Your copy of the material must match it exactly, except that pictures are dropped.

Start Stored records

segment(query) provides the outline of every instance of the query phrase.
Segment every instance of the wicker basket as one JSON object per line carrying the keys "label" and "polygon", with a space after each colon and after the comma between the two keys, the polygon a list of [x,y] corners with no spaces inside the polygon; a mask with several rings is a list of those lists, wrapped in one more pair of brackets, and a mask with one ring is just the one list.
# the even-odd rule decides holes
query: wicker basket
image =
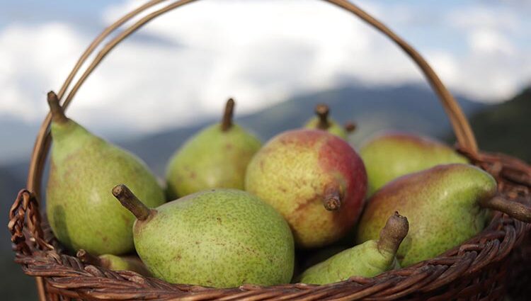
{"label": "wicker basket", "polygon": [[[90,55],[110,33],[125,22],[164,0],[152,0],[126,14],[105,29],[82,55],[59,91],[66,109],[76,91],[102,59],[120,41],[143,25],[172,9],[193,2],[180,0],[139,18],[103,45],[66,93],[74,77]],[[498,181],[499,209],[489,226],[476,237],[437,258],[413,266],[391,271],[372,278],[353,277],[326,285],[288,284],[272,287],[242,285],[215,289],[195,285],[172,285],[145,278],[131,271],[111,271],[81,263],[68,255],[54,239],[39,209],[43,166],[50,143],[51,116],[46,117],[32,154],[26,189],[17,196],[9,212],[8,228],[16,252],[16,261],[24,272],[35,276],[41,300],[502,300],[506,287],[510,254],[523,240],[530,227],[520,222],[531,220],[527,207],[531,199],[531,168],[503,154],[478,152],[474,135],[461,108],[422,57],[385,25],[346,0],[326,0],[374,26],[395,42],[416,62],[440,98],[458,141],[458,149],[476,165]],[[64,98],[64,96],[65,96]]]}

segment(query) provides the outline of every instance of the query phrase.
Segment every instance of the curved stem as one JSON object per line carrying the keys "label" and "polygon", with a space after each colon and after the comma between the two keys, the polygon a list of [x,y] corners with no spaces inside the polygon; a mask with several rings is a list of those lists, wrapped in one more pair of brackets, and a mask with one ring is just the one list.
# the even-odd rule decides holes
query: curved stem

End Stored records

**Worked answer:**
segment(query) provides the outline of every instance of the query phrase.
Segment every instance of the wicker basket as one JSON object per line carrying the keys "label" and "polygon", with a space after each colon and after the comma between the two keys, the polygon a list of [x,y] corners with no spaces inside the polygon; a mask with several rings is a list of those lists, wrapped in one more pair of brackets, and a mask with one ring is just the one list.
# the even-odd rule decides holes
query: wicker basket
image =
{"label": "wicker basket", "polygon": [[[90,55],[110,33],[125,22],[164,0],[152,0],[126,14],[105,29],[82,55],[59,91],[66,109],[76,91],[102,59],[120,41],[143,25],[172,9],[193,2],[180,0],[139,18],[103,45],[66,93],[74,77]],[[498,181],[499,209],[489,226],[476,237],[437,258],[413,266],[391,271],[372,278],[353,277],[326,285],[288,284],[272,287],[242,285],[215,289],[195,285],[172,285],[145,278],[131,271],[111,271],[81,263],[68,255],[54,239],[39,209],[43,166],[50,143],[51,116],[46,117],[32,154],[26,189],[17,196],[9,212],[8,228],[16,252],[16,261],[24,272],[35,276],[41,300],[502,300],[506,287],[510,254],[523,240],[530,227],[520,222],[531,220],[527,207],[531,199],[531,168],[503,154],[478,152],[474,135],[461,108],[422,57],[385,25],[346,0],[326,0],[374,26],[395,42],[416,62],[440,98],[458,141],[458,149],[476,165]],[[64,98],[64,96],[65,96]]]}

segment(query) provides the outline of every instance of the query phrase.
Segment every instance of the curved stem as one JSON object per line carrying the keys "label" and "polygon", with a space after each colon and after the comma between the two keys, the polygon a list of [x,y] corners with no spaces inside the polygon; a mask with several rings is a list of those lists, wrapped in one more pair of brackets, and a mask with one ring is just the one list.
# the even-odd rule decides holes
query: curved stem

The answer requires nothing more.